# SELECTED TEXT
[llvm] d15c454 - [FPEnv][AMDGPU] Correct strictfp tests.

Mon Feb 5 06:30:35 PST 2024

Author: Kevin P. Neal
Date: 2024-02-05T09:29:31-05:00
New Revision: d15c454bedc05775b5080e1d2130b0554d5e5a81

URL: https://github.com/llvm/llvm-project/commit/d15c454bedc05775b5080e1d2130b0554d5e5a81
DIFF: https://github.com/llvm/llvm-project/commit/d15c454bedc05775b5080e1d2130b0554d5e5a81.diff

LOG: [FPEnv][AMDGPU] Correct strictfp tests.

Correct AMDGPU strictfp tests to follow the rules documented in the
LangRef:
https://llvm.org/docs/LangRef.html#constrained-floating-point-intrinsics

These tests needed the strictfp attribute added to function calls and
some declarations.

Some of the tests now pass with D146845, others get farther along and
fail with D146845. The tests revealed that further work is required
in mostly AMDGPU atomics to get the tests passing.

Since I was here anyway I removed the strictfp attribute from some
constrained intrinsic declarations. They have this attribute by default.

Test changes verified with D146845.

# TASK OBJECTIVE
Return the passage of the LLVM commit notice from "Correct AMDGPU strictfp" up to and including "some declarations.", copied word for word.

# GIVEN MATERIAL
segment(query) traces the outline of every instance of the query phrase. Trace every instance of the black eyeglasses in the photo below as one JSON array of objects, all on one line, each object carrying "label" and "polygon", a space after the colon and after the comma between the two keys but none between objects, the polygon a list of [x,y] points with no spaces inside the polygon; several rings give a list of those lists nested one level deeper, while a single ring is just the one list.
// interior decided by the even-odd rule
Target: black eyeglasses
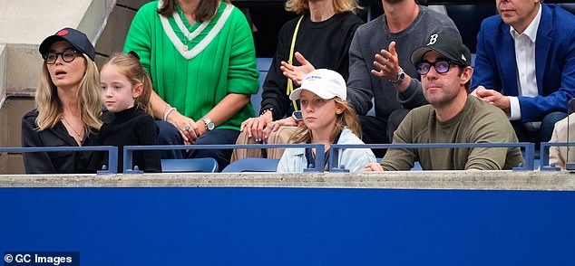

# REPLY
Correct AMDGPU strictfp tests to follow the rules documented in the
LangRef:
https://llvm.org/docs/LangRef.html#constrained-floating-point-intrinsics

These tests needed the strictfp attribute added to function calls and
some declarations.